Problem description » Quote word for word from the line holding "Point to the dirt" to the last line below, including both, and omit any pictures.

Input rows »

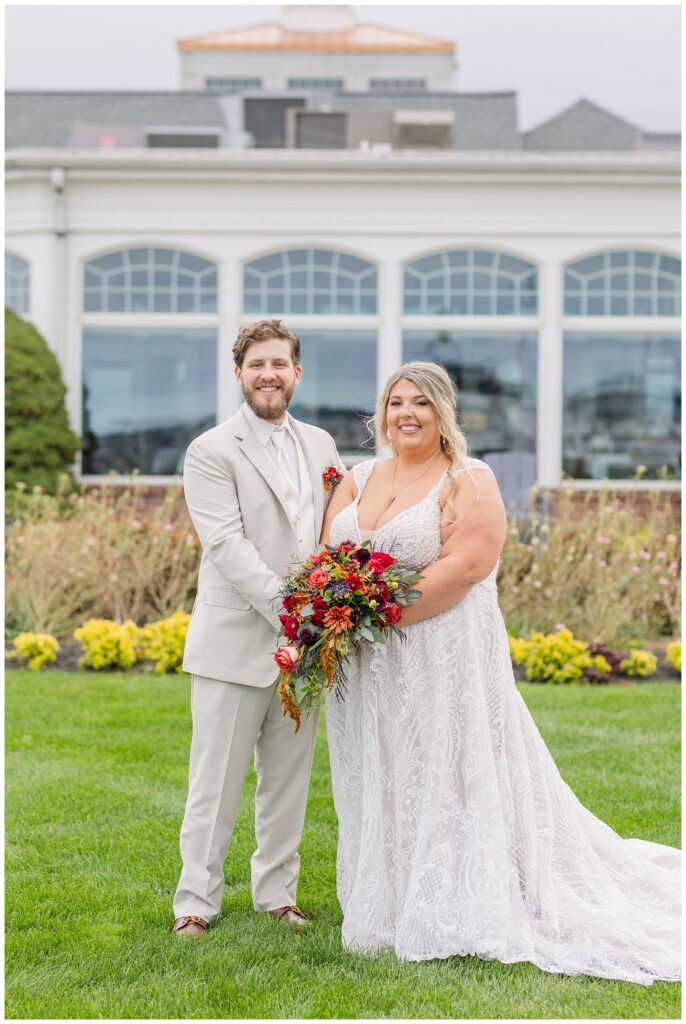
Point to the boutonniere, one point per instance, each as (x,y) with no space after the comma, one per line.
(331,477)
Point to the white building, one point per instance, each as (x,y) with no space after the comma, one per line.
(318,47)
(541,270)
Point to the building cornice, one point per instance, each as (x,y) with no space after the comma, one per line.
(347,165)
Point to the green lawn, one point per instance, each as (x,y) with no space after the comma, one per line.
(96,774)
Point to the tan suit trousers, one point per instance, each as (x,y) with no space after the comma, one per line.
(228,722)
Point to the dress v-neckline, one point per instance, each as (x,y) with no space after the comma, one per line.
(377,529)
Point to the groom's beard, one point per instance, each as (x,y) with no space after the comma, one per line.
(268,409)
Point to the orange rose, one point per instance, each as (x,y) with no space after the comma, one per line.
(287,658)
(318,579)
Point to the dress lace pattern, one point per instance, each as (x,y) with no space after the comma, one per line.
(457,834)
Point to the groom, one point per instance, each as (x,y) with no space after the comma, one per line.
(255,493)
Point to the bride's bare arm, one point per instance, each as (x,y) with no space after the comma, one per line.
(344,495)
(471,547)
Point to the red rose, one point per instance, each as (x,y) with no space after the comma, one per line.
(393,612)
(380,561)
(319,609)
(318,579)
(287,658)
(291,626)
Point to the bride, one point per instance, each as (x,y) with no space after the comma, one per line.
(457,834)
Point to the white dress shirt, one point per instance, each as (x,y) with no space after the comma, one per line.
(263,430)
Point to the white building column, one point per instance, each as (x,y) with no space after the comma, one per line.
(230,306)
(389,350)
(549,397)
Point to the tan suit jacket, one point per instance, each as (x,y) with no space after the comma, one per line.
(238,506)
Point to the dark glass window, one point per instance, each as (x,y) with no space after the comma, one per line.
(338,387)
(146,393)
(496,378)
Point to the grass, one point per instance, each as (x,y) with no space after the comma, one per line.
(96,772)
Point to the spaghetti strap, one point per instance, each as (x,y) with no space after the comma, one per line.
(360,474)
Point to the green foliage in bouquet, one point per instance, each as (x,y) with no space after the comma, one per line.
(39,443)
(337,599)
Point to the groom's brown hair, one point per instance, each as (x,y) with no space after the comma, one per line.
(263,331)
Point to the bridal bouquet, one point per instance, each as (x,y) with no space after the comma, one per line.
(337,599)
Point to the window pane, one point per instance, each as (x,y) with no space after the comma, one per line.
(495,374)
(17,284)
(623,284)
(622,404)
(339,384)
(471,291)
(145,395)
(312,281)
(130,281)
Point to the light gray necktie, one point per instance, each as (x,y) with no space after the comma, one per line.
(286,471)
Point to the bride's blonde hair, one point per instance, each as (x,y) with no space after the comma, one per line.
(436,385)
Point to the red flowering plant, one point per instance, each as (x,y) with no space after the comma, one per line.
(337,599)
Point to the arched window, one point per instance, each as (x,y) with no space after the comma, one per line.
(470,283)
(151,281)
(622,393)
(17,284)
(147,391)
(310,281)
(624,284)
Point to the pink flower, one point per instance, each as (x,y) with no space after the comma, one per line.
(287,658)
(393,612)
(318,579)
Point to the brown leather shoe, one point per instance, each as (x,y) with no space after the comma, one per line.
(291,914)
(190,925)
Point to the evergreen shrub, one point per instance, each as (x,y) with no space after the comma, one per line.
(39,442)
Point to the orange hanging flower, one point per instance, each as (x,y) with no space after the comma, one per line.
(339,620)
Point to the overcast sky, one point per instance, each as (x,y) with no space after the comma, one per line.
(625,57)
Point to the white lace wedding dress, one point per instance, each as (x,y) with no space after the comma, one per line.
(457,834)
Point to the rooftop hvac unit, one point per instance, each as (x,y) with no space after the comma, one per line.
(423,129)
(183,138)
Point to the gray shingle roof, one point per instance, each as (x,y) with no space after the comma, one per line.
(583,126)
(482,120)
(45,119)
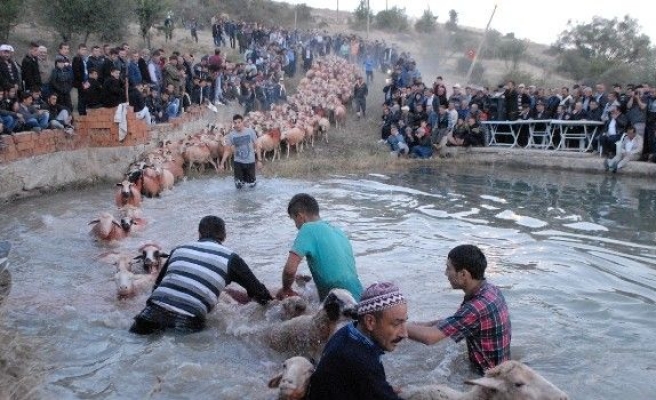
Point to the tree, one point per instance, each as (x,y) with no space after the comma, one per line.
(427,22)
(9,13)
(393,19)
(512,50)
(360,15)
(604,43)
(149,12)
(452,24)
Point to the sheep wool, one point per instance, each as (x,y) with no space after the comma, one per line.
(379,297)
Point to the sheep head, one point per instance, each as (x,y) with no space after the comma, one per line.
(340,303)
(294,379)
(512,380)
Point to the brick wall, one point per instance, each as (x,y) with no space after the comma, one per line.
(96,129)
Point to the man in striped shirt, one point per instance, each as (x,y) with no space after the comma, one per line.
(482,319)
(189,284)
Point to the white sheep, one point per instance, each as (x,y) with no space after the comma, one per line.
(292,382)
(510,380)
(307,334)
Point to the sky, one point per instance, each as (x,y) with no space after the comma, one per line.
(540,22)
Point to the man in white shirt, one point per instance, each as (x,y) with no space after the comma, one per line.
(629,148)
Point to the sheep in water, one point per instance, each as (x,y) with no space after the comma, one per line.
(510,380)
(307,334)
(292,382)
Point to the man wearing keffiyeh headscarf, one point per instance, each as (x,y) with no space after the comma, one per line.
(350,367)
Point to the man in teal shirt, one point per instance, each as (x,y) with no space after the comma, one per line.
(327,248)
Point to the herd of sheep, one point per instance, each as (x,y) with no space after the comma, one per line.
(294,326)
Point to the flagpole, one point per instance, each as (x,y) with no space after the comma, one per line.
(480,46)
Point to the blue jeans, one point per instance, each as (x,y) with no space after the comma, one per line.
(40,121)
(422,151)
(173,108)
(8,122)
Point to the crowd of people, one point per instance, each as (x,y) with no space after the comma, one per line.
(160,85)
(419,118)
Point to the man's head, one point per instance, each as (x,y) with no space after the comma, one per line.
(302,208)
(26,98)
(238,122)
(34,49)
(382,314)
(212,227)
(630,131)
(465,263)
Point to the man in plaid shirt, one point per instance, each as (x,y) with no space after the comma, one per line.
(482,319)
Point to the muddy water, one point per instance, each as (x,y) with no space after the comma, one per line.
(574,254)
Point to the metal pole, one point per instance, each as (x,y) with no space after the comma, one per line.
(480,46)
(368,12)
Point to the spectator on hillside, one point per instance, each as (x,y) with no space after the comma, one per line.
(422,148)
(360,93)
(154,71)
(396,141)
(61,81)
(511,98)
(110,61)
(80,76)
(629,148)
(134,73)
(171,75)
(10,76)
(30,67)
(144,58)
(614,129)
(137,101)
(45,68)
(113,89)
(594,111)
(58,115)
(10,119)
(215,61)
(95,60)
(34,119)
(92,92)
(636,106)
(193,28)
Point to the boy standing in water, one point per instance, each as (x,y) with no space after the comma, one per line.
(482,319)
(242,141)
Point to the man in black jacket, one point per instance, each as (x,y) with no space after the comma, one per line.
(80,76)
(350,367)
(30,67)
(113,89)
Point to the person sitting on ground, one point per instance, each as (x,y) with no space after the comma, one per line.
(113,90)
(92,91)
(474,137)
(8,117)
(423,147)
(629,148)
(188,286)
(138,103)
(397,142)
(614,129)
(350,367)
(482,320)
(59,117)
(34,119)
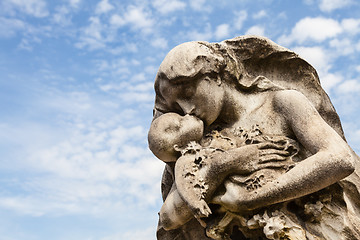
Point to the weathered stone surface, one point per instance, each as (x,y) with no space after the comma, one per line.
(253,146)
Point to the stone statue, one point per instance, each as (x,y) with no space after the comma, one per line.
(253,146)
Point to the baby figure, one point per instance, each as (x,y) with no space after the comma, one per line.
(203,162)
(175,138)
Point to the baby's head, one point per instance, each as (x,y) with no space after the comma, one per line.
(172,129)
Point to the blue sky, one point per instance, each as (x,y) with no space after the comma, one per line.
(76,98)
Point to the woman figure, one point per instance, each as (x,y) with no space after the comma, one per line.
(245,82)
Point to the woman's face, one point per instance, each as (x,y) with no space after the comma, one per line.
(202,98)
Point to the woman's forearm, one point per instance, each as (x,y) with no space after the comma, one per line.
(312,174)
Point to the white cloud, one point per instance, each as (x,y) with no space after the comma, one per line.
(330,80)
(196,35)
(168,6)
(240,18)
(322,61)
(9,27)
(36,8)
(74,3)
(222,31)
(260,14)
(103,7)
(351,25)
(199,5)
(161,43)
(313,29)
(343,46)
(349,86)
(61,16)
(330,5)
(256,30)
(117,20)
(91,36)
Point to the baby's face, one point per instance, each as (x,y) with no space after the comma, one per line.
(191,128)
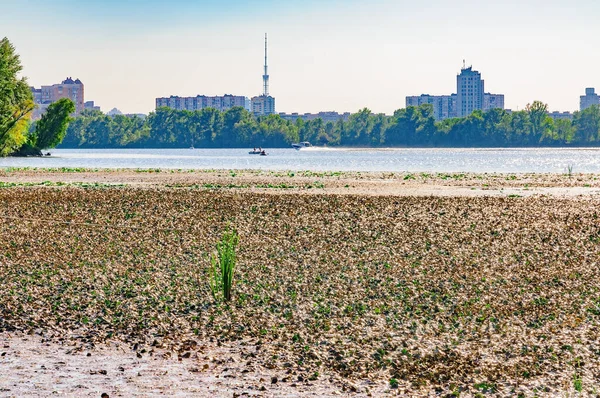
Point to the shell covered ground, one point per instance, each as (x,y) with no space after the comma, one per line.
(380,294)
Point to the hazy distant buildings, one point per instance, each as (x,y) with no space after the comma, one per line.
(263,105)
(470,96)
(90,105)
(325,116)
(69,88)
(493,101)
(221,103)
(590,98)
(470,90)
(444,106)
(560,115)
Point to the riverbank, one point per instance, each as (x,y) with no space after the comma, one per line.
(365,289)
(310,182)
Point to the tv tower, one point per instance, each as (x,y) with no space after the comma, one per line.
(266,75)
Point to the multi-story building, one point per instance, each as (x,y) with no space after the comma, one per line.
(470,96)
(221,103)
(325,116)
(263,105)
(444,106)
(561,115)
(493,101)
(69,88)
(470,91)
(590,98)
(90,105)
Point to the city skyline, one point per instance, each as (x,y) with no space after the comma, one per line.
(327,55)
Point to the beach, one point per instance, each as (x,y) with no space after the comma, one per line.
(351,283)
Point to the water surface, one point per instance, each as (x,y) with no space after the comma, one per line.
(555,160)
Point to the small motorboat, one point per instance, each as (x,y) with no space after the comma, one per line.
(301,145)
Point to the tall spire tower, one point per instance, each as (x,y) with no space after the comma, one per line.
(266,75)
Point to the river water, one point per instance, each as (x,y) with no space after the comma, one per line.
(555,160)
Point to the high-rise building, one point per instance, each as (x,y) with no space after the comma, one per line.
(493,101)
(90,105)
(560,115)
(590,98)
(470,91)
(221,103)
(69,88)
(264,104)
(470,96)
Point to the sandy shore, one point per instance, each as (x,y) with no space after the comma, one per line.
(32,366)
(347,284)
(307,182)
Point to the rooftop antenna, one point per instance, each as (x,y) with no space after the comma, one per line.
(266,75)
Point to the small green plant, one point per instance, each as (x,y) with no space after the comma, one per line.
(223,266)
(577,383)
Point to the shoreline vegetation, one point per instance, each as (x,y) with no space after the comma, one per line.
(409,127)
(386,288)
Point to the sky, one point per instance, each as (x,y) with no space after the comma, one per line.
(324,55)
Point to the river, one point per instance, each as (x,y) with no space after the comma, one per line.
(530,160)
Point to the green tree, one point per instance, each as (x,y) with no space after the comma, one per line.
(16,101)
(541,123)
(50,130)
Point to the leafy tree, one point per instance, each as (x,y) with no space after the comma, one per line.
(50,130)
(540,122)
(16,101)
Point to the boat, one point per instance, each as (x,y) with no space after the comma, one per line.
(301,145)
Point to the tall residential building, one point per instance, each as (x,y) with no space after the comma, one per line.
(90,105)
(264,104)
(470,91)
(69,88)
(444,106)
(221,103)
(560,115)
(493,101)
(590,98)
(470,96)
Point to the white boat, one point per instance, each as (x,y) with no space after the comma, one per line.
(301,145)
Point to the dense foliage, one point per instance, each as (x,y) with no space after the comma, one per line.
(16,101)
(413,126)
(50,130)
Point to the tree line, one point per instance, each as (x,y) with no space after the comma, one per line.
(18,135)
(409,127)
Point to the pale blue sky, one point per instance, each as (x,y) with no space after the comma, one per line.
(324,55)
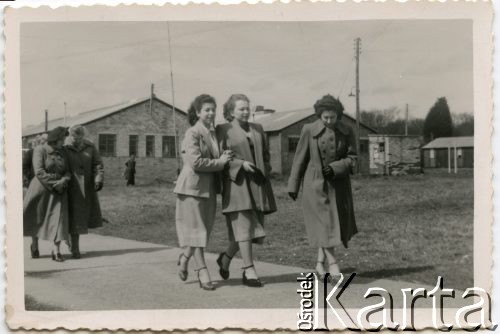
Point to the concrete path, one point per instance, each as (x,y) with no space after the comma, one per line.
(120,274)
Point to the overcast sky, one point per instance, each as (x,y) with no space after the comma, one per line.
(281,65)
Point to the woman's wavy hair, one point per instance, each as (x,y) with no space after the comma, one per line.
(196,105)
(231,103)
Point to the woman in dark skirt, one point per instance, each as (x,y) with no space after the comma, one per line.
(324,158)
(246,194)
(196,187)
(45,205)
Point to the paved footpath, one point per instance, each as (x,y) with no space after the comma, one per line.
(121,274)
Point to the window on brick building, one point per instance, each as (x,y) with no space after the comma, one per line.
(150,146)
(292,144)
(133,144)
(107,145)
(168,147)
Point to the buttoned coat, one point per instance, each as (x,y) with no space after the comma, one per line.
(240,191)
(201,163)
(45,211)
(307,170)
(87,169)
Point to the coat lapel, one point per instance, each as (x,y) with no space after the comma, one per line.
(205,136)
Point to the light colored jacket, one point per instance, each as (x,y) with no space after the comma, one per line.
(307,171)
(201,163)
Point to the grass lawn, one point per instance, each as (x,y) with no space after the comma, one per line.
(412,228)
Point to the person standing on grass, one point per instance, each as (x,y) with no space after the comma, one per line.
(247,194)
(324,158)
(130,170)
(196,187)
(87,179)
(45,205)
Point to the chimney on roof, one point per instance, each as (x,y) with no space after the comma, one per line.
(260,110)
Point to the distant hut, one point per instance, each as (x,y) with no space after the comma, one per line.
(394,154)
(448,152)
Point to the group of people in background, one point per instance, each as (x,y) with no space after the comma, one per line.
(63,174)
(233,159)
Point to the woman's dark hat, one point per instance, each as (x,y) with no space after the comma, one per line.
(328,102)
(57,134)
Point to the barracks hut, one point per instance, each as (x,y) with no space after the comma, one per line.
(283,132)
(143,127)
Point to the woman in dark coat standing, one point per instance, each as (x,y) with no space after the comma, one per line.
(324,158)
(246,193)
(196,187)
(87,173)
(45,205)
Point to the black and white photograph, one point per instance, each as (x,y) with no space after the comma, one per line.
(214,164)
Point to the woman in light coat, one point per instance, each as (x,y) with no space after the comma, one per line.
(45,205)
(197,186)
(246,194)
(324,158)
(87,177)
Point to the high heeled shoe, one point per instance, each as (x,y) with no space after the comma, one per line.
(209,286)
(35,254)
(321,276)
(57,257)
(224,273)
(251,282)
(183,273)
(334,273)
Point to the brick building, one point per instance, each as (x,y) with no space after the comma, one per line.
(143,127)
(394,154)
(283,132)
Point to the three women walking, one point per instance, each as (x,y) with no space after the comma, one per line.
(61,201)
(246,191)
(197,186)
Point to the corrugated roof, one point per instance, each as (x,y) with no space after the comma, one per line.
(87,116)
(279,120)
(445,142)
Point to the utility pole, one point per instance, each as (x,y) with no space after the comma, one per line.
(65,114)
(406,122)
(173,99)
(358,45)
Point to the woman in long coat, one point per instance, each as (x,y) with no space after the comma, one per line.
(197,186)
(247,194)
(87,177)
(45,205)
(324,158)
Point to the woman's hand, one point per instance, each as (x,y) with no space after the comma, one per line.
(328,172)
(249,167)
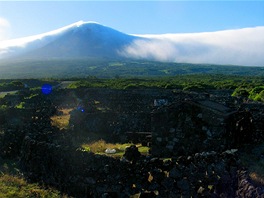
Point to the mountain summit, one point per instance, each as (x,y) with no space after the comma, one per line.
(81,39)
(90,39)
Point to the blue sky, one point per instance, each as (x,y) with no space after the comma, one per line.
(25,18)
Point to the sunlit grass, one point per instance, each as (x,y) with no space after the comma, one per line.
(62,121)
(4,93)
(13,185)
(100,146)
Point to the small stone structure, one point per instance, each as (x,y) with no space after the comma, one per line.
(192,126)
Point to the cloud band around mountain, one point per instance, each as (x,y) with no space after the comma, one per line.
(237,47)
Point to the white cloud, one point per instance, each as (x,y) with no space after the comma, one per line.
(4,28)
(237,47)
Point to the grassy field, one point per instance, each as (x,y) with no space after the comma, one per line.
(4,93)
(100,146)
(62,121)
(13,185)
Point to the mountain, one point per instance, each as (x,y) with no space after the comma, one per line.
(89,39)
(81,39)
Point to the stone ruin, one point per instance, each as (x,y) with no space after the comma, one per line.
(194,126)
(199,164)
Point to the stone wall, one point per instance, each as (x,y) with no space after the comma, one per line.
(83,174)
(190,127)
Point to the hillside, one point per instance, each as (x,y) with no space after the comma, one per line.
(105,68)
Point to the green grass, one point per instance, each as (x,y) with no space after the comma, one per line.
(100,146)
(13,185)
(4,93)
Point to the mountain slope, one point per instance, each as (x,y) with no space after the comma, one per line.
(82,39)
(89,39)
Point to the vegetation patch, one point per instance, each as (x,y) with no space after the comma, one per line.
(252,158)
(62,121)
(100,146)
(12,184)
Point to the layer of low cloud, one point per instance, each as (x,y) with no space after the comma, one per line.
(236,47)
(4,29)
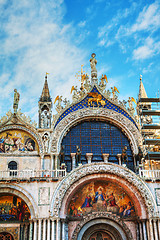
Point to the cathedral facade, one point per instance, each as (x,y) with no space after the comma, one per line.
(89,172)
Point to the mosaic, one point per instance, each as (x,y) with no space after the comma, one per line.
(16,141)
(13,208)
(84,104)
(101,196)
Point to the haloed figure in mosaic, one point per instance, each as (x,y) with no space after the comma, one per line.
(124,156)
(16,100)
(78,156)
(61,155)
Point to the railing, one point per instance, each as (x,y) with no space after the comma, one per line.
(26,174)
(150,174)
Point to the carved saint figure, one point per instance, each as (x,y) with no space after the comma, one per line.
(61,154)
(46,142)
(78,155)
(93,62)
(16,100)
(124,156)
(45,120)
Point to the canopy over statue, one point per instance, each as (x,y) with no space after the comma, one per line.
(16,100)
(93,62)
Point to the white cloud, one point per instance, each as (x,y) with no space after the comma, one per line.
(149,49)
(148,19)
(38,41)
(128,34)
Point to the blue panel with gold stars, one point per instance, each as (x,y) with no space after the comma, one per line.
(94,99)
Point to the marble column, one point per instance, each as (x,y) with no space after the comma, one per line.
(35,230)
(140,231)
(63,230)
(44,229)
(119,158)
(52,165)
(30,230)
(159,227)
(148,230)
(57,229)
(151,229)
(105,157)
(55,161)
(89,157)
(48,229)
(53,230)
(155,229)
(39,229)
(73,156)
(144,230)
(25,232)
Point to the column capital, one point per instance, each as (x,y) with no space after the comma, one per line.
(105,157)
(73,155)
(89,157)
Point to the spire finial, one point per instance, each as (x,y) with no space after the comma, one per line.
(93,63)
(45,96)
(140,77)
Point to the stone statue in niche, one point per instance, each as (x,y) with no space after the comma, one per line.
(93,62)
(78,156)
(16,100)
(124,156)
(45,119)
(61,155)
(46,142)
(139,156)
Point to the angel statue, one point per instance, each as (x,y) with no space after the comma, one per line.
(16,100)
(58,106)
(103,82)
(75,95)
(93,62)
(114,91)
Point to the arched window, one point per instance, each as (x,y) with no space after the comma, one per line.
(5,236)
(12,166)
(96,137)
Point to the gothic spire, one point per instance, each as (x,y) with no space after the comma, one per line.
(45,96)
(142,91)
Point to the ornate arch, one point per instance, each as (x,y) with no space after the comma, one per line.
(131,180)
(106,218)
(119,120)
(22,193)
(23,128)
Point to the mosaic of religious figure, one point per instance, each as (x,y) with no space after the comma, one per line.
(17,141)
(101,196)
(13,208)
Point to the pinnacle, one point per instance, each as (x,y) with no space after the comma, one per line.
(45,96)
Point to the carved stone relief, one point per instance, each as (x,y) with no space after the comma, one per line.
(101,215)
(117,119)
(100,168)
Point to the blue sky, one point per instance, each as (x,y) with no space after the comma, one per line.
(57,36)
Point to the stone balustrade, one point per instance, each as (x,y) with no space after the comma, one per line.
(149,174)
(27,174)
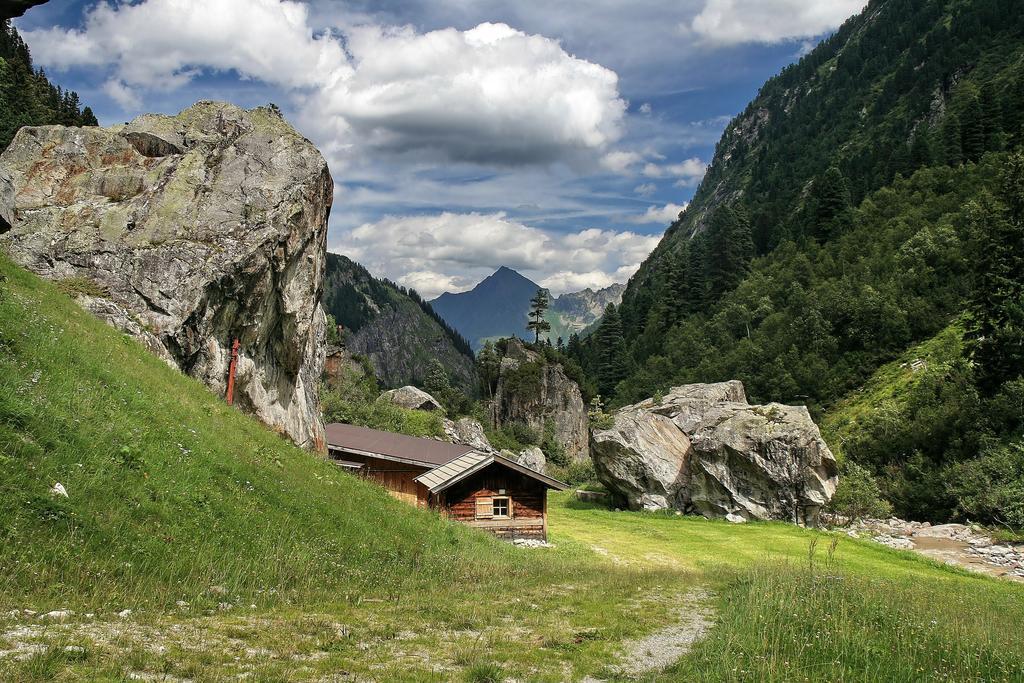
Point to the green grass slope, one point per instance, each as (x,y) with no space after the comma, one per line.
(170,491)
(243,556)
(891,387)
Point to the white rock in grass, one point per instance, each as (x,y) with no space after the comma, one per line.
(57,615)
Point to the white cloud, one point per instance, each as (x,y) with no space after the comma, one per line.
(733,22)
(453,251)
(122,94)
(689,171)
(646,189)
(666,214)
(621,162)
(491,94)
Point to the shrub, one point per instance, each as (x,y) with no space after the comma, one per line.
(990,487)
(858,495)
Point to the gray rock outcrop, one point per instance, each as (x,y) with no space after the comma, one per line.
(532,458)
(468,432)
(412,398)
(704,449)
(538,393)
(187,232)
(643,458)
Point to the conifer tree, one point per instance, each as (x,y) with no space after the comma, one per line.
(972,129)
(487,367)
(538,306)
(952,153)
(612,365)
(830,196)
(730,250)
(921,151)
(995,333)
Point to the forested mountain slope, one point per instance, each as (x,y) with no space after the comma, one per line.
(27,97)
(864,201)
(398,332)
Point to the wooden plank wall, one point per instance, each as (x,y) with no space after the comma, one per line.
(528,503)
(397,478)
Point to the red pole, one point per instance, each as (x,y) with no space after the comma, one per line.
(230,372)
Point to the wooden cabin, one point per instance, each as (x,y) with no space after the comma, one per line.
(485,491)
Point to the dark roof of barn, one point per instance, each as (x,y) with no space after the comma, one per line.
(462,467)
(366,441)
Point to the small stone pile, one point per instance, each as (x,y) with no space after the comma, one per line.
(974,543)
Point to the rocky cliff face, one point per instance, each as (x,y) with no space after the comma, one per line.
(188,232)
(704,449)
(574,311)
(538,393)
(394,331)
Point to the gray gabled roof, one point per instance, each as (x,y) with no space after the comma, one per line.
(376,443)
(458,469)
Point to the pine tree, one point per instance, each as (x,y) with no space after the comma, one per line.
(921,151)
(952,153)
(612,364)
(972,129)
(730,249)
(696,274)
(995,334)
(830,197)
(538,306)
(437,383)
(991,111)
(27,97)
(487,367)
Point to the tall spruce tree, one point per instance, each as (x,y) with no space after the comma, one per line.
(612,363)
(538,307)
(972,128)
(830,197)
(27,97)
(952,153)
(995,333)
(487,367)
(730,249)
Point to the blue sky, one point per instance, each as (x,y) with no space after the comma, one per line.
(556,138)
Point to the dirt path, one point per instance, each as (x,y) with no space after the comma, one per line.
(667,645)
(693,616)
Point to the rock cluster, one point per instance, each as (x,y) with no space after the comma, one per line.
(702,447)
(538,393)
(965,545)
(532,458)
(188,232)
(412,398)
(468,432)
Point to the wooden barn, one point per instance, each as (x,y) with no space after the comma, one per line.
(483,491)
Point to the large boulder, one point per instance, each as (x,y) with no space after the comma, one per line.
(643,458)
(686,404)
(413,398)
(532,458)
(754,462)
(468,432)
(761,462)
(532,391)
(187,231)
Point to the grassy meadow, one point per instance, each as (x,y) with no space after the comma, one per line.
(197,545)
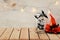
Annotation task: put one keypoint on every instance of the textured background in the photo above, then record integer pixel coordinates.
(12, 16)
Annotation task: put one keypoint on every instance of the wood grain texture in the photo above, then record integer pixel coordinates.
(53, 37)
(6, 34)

The reply »
Point to the dirt path, one point per instance, each as (x,y) with no space after the comma, one per line.
(667,645)
(693,616)
Point to the rock cluster, one point per instance, each as (x,y) with no space after the comma, one per line.
(702,447)
(538,393)
(965,545)
(532,458)
(188,232)
(412,398)
(468,432)
Point to the wooden barn, one point per instance, each as (x,y) with no space after the comma, one per line.
(483,491)
Point to the large boulder, one point per instance, each as (x,y) with no space after the comma, one per line.
(643,458)
(686,404)
(413,398)
(532,458)
(754,462)
(468,432)
(761,462)
(532,391)
(187,231)
Point to the grassy meadow, one point per instance, each as (x,y) with no space after the comma, one per line.
(197,545)
Annotation task: put one keypoint on every instance of the textured background in the photo above, then record integer pixel coordinates.
(12, 16)
Annotation task: put one keypoint on every instance of the wood grain texture in the photo above, then record integer pixel coordinates.
(53, 37)
(6, 34)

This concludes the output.